• Brief
Gather each line of the listing below that contains the string "pale", and copy those lines unchanged. Matches are case-sensitive.

• Supplied records
"""
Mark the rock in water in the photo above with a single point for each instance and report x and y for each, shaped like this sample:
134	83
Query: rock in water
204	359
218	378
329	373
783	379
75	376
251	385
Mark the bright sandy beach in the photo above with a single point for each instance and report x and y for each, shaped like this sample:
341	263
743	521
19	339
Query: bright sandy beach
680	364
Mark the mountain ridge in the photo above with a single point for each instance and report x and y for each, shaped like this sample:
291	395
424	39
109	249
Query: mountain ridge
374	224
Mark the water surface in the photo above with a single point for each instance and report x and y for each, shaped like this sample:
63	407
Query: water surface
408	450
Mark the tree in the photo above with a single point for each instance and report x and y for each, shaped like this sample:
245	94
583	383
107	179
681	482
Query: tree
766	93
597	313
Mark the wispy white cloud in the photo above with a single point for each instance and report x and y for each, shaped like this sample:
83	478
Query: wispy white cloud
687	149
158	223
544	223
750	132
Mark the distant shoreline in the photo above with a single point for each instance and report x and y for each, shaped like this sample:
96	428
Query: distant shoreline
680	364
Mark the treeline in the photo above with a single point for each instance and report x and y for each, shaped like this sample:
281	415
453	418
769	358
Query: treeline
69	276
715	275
"""
"""
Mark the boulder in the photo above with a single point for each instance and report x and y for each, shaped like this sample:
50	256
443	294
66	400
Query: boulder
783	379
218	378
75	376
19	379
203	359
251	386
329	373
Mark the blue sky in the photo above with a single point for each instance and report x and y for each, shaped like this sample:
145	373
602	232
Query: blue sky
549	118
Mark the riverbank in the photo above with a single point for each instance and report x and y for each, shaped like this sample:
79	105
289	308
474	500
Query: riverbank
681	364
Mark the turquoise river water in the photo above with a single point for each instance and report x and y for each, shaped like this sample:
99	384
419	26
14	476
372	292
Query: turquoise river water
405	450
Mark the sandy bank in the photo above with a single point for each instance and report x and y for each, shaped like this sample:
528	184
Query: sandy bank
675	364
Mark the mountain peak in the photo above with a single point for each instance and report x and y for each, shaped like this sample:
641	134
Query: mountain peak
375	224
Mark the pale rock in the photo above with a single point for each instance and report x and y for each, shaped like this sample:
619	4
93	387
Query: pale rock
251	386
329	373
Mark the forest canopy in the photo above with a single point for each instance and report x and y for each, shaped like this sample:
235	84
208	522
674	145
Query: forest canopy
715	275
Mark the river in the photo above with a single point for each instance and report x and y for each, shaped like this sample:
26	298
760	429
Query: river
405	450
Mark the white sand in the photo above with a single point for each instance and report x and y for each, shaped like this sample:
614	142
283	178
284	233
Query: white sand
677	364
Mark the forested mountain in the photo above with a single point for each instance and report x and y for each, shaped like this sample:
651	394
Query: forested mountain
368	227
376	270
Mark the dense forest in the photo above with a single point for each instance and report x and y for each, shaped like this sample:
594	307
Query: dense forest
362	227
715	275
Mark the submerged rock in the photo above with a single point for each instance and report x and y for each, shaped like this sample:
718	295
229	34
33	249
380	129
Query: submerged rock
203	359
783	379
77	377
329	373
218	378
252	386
"""
• Completed task
Mark the pale rock in the photo above with a single point for each instance and report x and y for each, shaped like this sample:
Query: pale rock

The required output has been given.